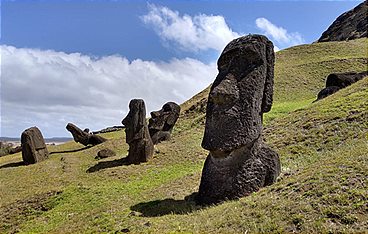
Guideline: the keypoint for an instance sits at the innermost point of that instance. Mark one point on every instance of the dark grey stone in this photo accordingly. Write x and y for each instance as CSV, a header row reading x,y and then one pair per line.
x,y
33,146
162,122
137,135
239,163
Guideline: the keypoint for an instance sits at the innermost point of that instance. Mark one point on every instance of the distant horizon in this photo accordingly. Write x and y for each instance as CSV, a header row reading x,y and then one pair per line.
- - - - - - -
§ Work request
Copy the material exactly as written and leave every picture behind.

§ Expected answer
Guideline: the keypoint for an instance sits at the innermost point of that instance. Mark one point on every instance of the dark grey stone in this photo accordingly. Write x and y for each instance as CSV, a header row reading x,y and then one pair per line.
x,y
33,146
162,122
137,135
239,163
Guideline: the keypoint for an instance sits at the innermost point of that instance. Mark one point on every instance of the distant horizon in this photo accordingly. Write x and y for each instance as CSV, a header row reading x,y and then one pair per line.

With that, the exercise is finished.